## SECTION DU TEXTE
● ● ● ●
Quoi qu'il en soit, de gros problèmes structurels subsistent. Contrairement à l'Inde, où le secteur est représenté par un seul syndicat national, le paysage syndical du Bangladesh est fragmenté, avec des syndicats dans chaque atelier, qui fluctuent suivant les niveaux d'emploi.
"Il est donc pratiquement impossible d’envisager un renforcement durable,"
dit Ashutosh Bhattacharya.
Qui plus est, les employeurs autorisent rarement les syndicats dans leurs installations et les directions syndicales sont souvent déconnectées des travailleurs qu'elles représentent.
"Au Bangladesh, les syndicats ne sont pas pris au sérieux, parfois même en leur sein," ajoute-t-il. "Nous devons investir dans la mise en place de structures dirigeantes depuis la base."
L'orage approche, ou serait-ce une opportunité ?
À l'échelle mondiale, l'industrie de la démolition navale entrevoit une reprise. Après des années de récession, les compagnies maritimes comptent maintenant un nombre record de navires, dont beaucoup ont plus de 25 ans, l'âge habituel de leur mise à la ferraille.
Toutefois, les droits de douane de Donald Trump sur les produits chinois et la montée des tensions régionales sont sources d'incertitudes. Les compagnies maritimes restent prudentes. Mais lorsque la reprise viendra, et la plupart en sont convaincus, l'Inde a tous les atouts pour accueillir la majorité des navires, du fait de sa conformité à la HKC et de ses capacités.
● ● ● ●
## À FAIRE
- a) D'après le texte sur la démolition navale, à quel âge les navires sont-ils habituellement mis à la ferraille ?
- b) Extrayez du texte sur la démolition navale le passage allant de « Quoi qu'il en » à « une opportunité ? ».
● ● ● ●
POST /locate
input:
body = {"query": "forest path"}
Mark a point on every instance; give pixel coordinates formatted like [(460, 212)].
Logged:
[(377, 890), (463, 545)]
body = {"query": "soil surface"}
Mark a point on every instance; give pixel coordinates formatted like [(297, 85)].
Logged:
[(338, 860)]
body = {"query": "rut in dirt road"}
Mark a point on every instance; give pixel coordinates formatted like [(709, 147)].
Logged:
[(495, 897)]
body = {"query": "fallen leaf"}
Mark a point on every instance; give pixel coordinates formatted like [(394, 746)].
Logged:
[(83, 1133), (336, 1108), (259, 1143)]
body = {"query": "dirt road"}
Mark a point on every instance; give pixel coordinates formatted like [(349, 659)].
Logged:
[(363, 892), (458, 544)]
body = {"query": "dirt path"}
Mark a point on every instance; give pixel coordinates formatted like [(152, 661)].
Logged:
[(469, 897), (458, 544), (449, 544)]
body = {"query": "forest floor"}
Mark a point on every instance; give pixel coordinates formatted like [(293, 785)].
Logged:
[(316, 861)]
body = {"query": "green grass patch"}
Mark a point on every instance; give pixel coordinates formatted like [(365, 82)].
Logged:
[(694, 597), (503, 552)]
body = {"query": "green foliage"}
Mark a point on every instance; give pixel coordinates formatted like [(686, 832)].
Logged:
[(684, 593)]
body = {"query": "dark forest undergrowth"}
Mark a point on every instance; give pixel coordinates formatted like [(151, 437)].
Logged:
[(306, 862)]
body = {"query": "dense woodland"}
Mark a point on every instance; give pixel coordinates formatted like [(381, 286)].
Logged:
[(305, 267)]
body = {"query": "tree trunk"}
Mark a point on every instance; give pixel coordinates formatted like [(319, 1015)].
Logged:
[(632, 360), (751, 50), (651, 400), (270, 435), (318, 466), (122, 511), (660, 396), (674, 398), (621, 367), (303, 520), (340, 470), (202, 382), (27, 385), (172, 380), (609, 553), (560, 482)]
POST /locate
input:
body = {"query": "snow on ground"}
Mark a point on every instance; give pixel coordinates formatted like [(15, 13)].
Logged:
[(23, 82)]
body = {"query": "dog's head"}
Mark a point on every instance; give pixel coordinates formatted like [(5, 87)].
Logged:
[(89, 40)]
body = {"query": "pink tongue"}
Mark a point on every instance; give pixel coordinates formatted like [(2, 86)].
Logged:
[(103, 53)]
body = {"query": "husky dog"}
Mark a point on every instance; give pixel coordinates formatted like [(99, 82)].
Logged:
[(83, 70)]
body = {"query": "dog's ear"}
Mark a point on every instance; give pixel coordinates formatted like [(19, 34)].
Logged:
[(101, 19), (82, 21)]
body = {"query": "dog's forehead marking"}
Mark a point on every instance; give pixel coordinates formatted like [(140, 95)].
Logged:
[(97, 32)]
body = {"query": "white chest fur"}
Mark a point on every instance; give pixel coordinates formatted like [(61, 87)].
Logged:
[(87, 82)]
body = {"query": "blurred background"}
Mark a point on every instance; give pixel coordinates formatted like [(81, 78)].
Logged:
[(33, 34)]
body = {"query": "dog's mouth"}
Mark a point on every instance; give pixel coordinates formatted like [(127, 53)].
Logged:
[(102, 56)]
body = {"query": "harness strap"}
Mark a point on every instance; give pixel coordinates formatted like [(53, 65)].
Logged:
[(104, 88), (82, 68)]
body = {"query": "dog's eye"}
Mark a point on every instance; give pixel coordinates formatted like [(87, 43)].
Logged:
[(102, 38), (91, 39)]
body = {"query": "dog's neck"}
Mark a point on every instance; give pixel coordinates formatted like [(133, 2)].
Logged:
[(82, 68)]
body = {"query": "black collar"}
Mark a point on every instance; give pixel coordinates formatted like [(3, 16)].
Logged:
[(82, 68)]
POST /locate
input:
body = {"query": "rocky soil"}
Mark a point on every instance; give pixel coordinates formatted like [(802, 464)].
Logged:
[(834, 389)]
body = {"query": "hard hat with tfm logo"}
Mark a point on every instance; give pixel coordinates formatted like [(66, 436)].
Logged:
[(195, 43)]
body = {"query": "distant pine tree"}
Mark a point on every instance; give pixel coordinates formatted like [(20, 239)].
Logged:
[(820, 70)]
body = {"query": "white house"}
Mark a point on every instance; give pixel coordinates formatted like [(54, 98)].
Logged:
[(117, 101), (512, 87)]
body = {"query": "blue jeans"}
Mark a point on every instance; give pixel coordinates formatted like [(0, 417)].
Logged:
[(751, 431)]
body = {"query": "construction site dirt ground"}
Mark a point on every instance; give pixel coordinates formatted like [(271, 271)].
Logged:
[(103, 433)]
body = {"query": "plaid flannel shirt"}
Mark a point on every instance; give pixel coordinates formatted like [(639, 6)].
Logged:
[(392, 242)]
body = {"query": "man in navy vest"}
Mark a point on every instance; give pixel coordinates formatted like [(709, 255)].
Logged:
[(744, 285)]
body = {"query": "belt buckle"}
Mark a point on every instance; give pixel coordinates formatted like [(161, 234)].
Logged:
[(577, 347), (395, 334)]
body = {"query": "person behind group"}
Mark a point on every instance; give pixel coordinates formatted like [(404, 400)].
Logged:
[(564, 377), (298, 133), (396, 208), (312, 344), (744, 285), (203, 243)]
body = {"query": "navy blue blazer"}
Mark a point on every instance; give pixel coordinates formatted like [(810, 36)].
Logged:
● ● ● ●
## RÉPONSES DANS L'ORDRE
- a) À 25 ans.

- b)
Quoi qu'il en soit, de gros problèmes structurels subsistent. Contrairement à l'Inde, où le secteur est représenté par un seul syndicat national, le paysage syndical du Bangladesh est fragmenté, avec des syndicats dans chaque atelier, qui fluctuent suivant les niveaux d'emploi.
"Il est donc pratiquement impossible d’envisager un renforcement durable,"
dit Ashutosh Bhattacharya.
Qui plus est, les employeurs autorisent rarement les syndicats dans leurs installations et les directions syndicales sont souvent déconnectées des travailleurs qu'elles représentent.
"Au Bangladesh, les syndicats ne sont pas pris au sérieux, parfois même en leur sein," ajoute-t-il. "Nous devons investir dans la mise en place de structures dirigeantes depuis la base."
L'orage approche, ou serait-ce une opportunité ?